__The problem__: Give back the whole listing verbatim, printing none of its pictures.

__Provided records__:

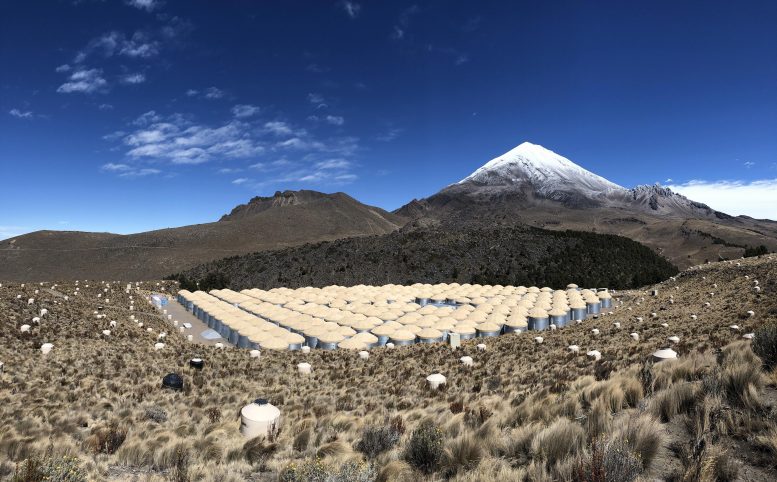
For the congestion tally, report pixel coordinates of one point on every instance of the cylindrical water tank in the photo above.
(665, 354)
(196, 363)
(429, 335)
(465, 331)
(488, 329)
(538, 320)
(578, 310)
(559, 316)
(593, 306)
(259, 418)
(402, 337)
(435, 380)
(173, 381)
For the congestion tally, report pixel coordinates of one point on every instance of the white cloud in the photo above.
(137, 78)
(351, 8)
(278, 128)
(389, 135)
(125, 170)
(757, 199)
(461, 59)
(86, 81)
(180, 141)
(213, 93)
(244, 110)
(317, 100)
(147, 5)
(115, 167)
(399, 30)
(334, 164)
(21, 114)
(12, 231)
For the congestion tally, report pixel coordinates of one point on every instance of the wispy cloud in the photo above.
(317, 68)
(352, 9)
(140, 45)
(21, 114)
(137, 78)
(211, 93)
(85, 81)
(278, 128)
(245, 110)
(281, 152)
(317, 100)
(757, 199)
(12, 231)
(147, 5)
(399, 31)
(335, 120)
(389, 135)
(127, 171)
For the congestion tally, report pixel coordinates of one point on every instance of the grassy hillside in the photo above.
(497, 255)
(524, 411)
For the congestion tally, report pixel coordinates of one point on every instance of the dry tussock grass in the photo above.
(523, 412)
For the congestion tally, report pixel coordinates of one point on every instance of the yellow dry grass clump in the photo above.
(93, 408)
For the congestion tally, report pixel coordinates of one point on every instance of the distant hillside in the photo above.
(285, 219)
(496, 255)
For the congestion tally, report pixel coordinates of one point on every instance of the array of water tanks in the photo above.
(362, 317)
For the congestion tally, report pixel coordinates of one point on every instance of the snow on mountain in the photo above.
(542, 169)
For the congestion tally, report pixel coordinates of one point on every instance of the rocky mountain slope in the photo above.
(485, 255)
(535, 186)
(285, 219)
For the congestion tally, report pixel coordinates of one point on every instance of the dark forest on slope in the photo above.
(498, 255)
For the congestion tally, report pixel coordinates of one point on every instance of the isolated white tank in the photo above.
(664, 354)
(259, 418)
(435, 380)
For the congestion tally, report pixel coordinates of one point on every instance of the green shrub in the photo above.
(376, 440)
(50, 469)
(765, 344)
(315, 470)
(425, 449)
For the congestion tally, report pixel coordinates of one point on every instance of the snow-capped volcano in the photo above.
(531, 165)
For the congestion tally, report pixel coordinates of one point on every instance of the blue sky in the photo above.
(130, 115)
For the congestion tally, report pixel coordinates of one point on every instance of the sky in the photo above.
(130, 115)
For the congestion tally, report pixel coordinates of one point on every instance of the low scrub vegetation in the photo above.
(93, 408)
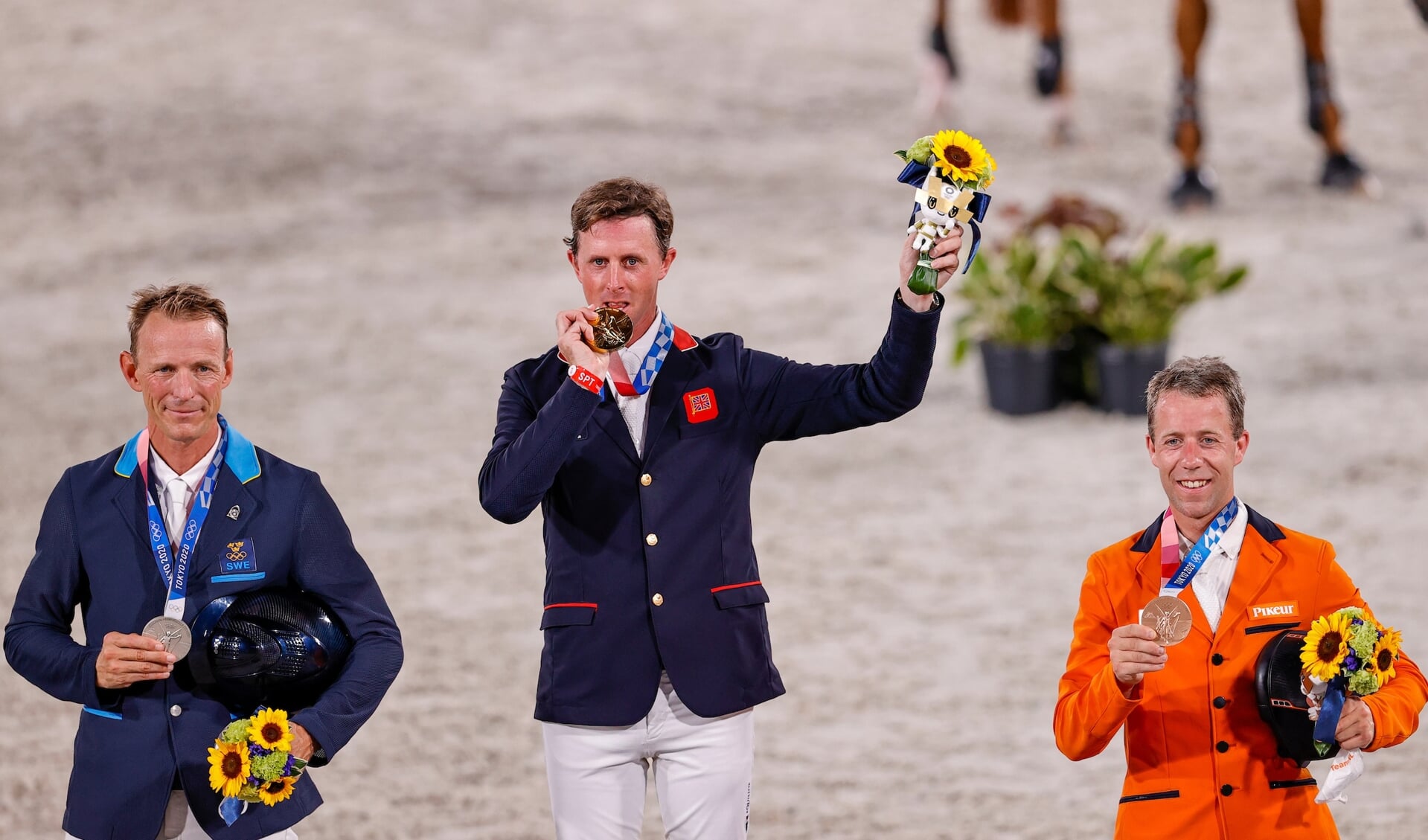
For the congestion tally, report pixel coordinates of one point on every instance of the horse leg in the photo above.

__Task answer__:
For the congestion tally, report pixel coordinates of one point on every instance of the cylindrical water tank in the photo above.
(665, 354)
(196, 363)
(429, 335)
(465, 331)
(488, 329)
(538, 320)
(578, 310)
(559, 316)
(593, 306)
(259, 418)
(402, 337)
(435, 380)
(173, 381)
For the congestion tally, report pixel coordinates of one point on every instance of the white cloud in the photo above.
(137, 78)
(351, 8)
(278, 128)
(389, 135)
(125, 170)
(757, 199)
(461, 59)
(86, 81)
(180, 141)
(213, 93)
(244, 110)
(317, 100)
(147, 5)
(115, 167)
(399, 30)
(334, 164)
(21, 114)
(12, 231)
For the congestion tally, report pixel coordinates of one point on every instance of the wispy cloud in the photo above.
(317, 68)
(352, 9)
(140, 45)
(21, 114)
(137, 78)
(211, 93)
(85, 81)
(278, 128)
(245, 110)
(281, 152)
(317, 100)
(757, 199)
(12, 231)
(147, 5)
(399, 31)
(335, 120)
(389, 135)
(127, 171)
For the congestion tally, report pixel coordinates of one point on every instance of the grassy hillside in the photo above.
(497, 255)
(524, 411)
For the congestion tally, report pixel coordinates of one point on every instance of the dry tussock grass in the photo above.
(523, 412)
For the congestion tally, report pixel coordinates of one point on every instance of the yellow dry grass clump in the photo above.
(93, 408)
For the congestion tally, report pixel coordinates of one point on every instance of the distant hillside in the photo above.
(285, 219)
(496, 255)
For the congestion tally, report pixel coordinates of one point on every instance of the array of water tanks in the photo above.
(362, 317)
For the congestion tally, report pixel coordinates of one point on every instance of the snow on mountain in the photo above.
(542, 169)
For the congestion tally, report pixel coordinates of one point on every instance of the rocky mountain slope in the photo above.
(485, 255)
(535, 186)
(285, 219)
For the congestion tally, report pixel coordinates of one point on every instance of the dark forest on slope in the photo above.
(498, 255)
For the congestion tally, report pixel coordinates of one point on every instance of the isolated white tank in the photo above.
(664, 354)
(259, 418)
(435, 380)
For the congestion tally, report pixel coordinates of one point on every instance of the green shrub in the photo above.
(376, 440)
(50, 469)
(765, 344)
(315, 470)
(425, 449)
For the congestion tally, report pixel coordinates of one point on every instance of the snow-capped volcano in the photo above.
(531, 165)
For the congestion tally, report pixel coordinates of one point on every instance of the blue sky in the photo above.
(130, 115)
For the congestion tally, report pixel coordinates of one point on every instance of the sky in the photo above.
(130, 115)
For the congestion tally, report pixel coordinates of one point on every instance of the low scrub vegetation in the photo above.
(93, 408)
For the congestion tally, report pixel coordinates of one point on every instance of the horse leg in the photo above.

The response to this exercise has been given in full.